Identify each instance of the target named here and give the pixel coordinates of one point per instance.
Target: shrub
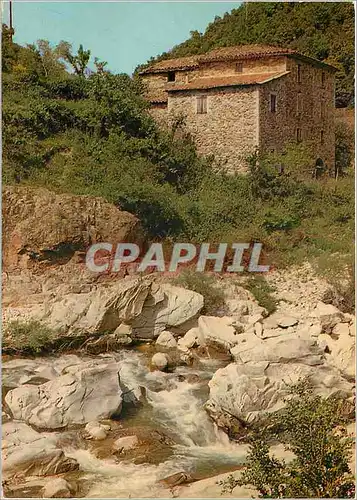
(262, 292)
(344, 148)
(307, 426)
(206, 286)
(31, 336)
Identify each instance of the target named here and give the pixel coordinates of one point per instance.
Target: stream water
(173, 405)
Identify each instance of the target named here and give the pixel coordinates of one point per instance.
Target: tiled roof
(225, 54)
(181, 63)
(244, 52)
(225, 81)
(157, 96)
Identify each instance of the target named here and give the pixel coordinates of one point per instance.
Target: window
(273, 103)
(322, 110)
(299, 104)
(201, 103)
(299, 73)
(298, 135)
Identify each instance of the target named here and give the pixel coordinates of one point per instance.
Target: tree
(79, 62)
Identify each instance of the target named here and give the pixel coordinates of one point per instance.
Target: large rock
(101, 310)
(40, 225)
(218, 332)
(57, 488)
(283, 349)
(84, 393)
(192, 338)
(166, 340)
(27, 452)
(167, 306)
(328, 315)
(340, 353)
(249, 390)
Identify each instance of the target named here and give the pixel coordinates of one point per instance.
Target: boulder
(192, 338)
(101, 310)
(125, 443)
(175, 479)
(97, 431)
(167, 306)
(328, 315)
(166, 340)
(84, 393)
(247, 391)
(283, 349)
(341, 329)
(340, 353)
(28, 452)
(218, 332)
(57, 488)
(159, 361)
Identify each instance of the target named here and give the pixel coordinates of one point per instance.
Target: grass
(262, 292)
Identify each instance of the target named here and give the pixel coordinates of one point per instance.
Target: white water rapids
(175, 406)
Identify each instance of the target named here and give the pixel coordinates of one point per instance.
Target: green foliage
(93, 136)
(29, 337)
(79, 61)
(262, 292)
(344, 148)
(323, 30)
(205, 285)
(308, 427)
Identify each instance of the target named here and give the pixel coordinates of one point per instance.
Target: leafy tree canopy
(323, 30)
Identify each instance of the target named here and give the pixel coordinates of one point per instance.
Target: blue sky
(123, 33)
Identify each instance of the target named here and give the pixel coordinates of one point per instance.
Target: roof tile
(226, 81)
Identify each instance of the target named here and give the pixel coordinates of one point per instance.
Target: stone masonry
(235, 100)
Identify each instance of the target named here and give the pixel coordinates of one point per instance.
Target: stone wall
(233, 126)
(308, 106)
(229, 129)
(159, 112)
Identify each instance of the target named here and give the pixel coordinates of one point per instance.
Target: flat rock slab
(86, 392)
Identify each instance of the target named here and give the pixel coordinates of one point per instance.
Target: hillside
(321, 30)
(89, 133)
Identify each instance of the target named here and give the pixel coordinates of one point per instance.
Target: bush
(31, 336)
(344, 148)
(307, 426)
(262, 292)
(206, 286)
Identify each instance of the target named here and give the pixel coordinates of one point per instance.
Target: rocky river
(142, 392)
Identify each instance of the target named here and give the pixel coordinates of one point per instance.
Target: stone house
(235, 100)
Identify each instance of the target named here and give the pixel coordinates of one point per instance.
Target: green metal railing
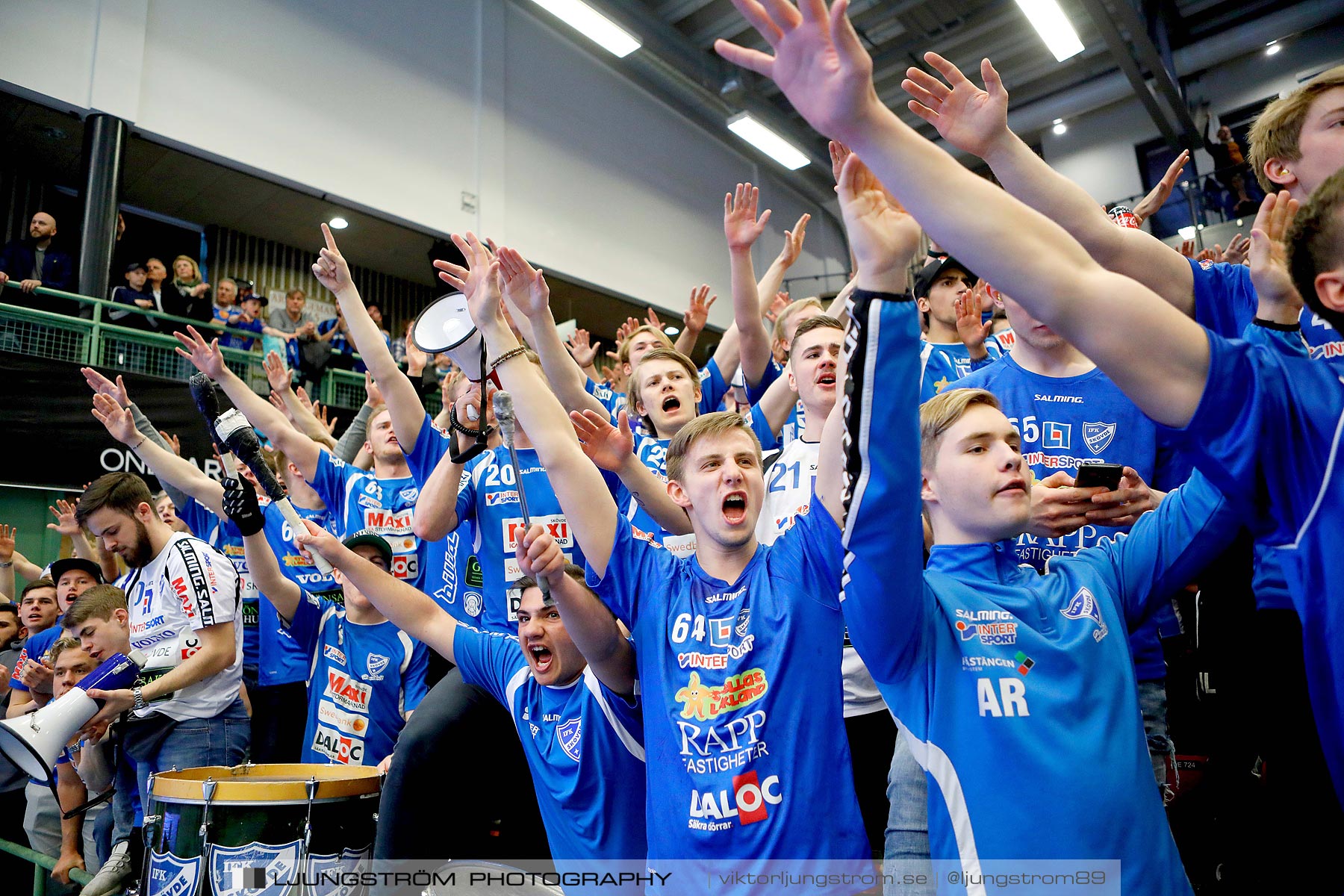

+ + +

### What to work on:
Repeat the material above word for word, please, apart from its images.

### The reply:
Identify each instance of the target named here and give the pixel coordinates of one point per instance.
Target: shrub
(262, 292)
(344, 148)
(307, 426)
(206, 286)
(31, 336)
Identify each instance of the target named here and give the pixel coordinates of one point per instance.
Target: stream water
(173, 405)
Identify each instance of the target named here and give the pixel coordinates of one point per instance.
Target: tiled roof
(225, 54)
(181, 63)
(244, 52)
(225, 81)
(157, 96)
Identify each instance of the target named here and give the pixel coordinates of one point per instance.
Target: window
(273, 103)
(322, 110)
(299, 104)
(201, 103)
(299, 73)
(298, 135)
Identify each instance of the target named here and give the pixel coordinates of one point per instance.
Target: tree
(79, 62)
Identify each instance of the target named here and give the pixel coordinates of one point per instance.
Target: large rock
(101, 310)
(40, 225)
(218, 332)
(57, 488)
(283, 349)
(84, 393)
(192, 338)
(166, 340)
(27, 452)
(167, 306)
(328, 315)
(340, 353)
(249, 390)
Identify each instance of the target named here and give the pixel coordinates of one point per instance.
Target: boulder
(192, 338)
(101, 310)
(125, 443)
(175, 479)
(97, 431)
(167, 306)
(328, 315)
(166, 340)
(84, 393)
(247, 391)
(283, 349)
(341, 329)
(340, 353)
(28, 452)
(218, 332)
(57, 488)
(159, 361)
Identify each instance of the target named here and give the pixel coordinates of one point per instance.
Target: grass
(262, 292)
Identify each instance of the target named here and give the pixel coordinates of one point per instance.
Target: white water rapids
(175, 406)
Identify each instance of the target named here and give the pixel coordinates of one point per instance.
Target: green foliage
(93, 136)
(29, 337)
(79, 61)
(262, 292)
(344, 148)
(323, 30)
(205, 285)
(308, 427)
Identify each instance of the target named here and give the pixel coordinates of one point per instance.
Target: leafy tree canopy
(323, 30)
Identify each instance of the target named here and give the pixel coordinates of one point per instance.
Target: blue sky
(123, 33)
Identify each instance of the target named here and give the pixel coordinates of one point per instance.
Target: roof tile
(226, 81)
Identify each instance of the target named here and give the pixel coordinates of one point per instance.
Target: stone masonry
(235, 100)
Identify each instance of the target named here and give the pixel coordinates of one point per instance.
Target: stone wall
(233, 126)
(308, 106)
(229, 129)
(159, 112)
Identify each instance of the target named here and give the pixel coordinates of one point per instance.
Target: flat rock slab
(86, 392)
Identify each instance of the target named here and give the pixel coordinates of one point per instance.
Target: hillside
(321, 30)
(89, 133)
Identify each instance of the target named here and give the pixel coordinates of one point per instance.
Target: bush
(31, 336)
(344, 148)
(307, 426)
(262, 292)
(206, 286)
Identify each instance of the target named here and give the pixel coordinates of one point per instance.
Target: rocky river
(142, 392)
Identify each instance of the target named here and give the pixel coordinates of one point per instance.
Target: stone house
(235, 100)
Identify each instance of the target named here and give the pixel coordinates of one point per instance.
Target: green metal railing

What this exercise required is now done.